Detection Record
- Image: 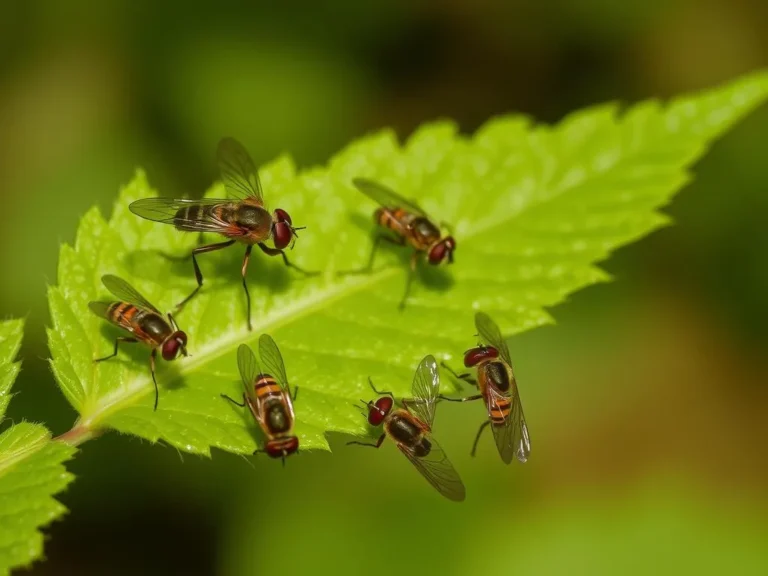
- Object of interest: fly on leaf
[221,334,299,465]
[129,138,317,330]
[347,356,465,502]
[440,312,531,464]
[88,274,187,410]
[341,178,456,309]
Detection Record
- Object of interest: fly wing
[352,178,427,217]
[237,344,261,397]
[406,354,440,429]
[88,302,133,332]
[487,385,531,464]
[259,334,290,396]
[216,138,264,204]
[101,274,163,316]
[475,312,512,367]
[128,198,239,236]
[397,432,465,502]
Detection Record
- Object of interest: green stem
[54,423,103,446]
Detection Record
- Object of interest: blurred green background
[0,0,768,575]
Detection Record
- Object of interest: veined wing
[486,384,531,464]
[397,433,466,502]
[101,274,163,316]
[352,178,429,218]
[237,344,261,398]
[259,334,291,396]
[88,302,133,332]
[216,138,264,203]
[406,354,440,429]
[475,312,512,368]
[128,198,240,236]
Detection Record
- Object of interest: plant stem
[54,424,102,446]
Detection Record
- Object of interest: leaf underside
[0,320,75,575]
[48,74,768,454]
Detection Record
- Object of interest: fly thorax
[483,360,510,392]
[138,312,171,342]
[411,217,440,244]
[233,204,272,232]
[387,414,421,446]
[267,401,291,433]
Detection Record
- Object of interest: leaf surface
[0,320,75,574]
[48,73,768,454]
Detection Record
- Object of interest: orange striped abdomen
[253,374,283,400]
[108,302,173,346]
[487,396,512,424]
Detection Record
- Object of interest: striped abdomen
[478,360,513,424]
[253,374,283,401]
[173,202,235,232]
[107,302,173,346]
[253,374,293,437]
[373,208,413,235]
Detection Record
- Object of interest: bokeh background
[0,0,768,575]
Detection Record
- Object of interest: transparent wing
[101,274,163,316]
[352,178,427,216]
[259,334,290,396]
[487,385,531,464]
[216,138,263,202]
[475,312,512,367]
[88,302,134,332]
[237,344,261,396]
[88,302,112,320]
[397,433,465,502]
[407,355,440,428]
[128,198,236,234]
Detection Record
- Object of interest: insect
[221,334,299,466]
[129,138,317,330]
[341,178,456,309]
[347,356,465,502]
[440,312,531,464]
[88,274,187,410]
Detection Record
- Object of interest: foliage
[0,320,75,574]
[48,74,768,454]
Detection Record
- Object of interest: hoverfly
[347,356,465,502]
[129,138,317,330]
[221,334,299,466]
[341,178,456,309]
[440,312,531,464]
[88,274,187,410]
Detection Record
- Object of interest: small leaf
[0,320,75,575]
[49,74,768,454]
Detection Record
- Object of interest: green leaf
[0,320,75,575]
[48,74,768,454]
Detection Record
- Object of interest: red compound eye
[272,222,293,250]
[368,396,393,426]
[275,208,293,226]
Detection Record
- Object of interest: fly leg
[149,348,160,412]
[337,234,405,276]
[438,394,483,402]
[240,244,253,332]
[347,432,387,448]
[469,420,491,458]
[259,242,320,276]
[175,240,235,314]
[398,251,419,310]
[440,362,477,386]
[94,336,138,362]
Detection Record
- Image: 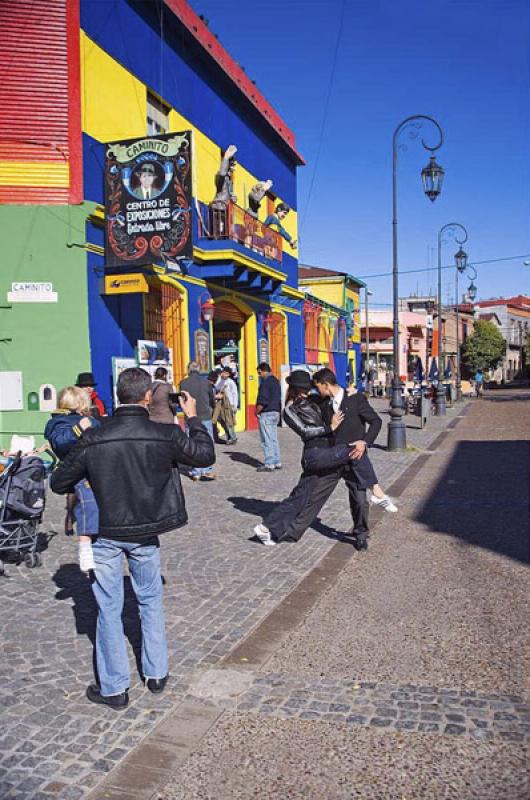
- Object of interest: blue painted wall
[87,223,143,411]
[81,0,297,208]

######

Pick out every line in the records above that contains the word "abdomen". Treat the match as case-sensitive.

- Object of interest: orange striped abdomen
- Object of interest: striped abdomen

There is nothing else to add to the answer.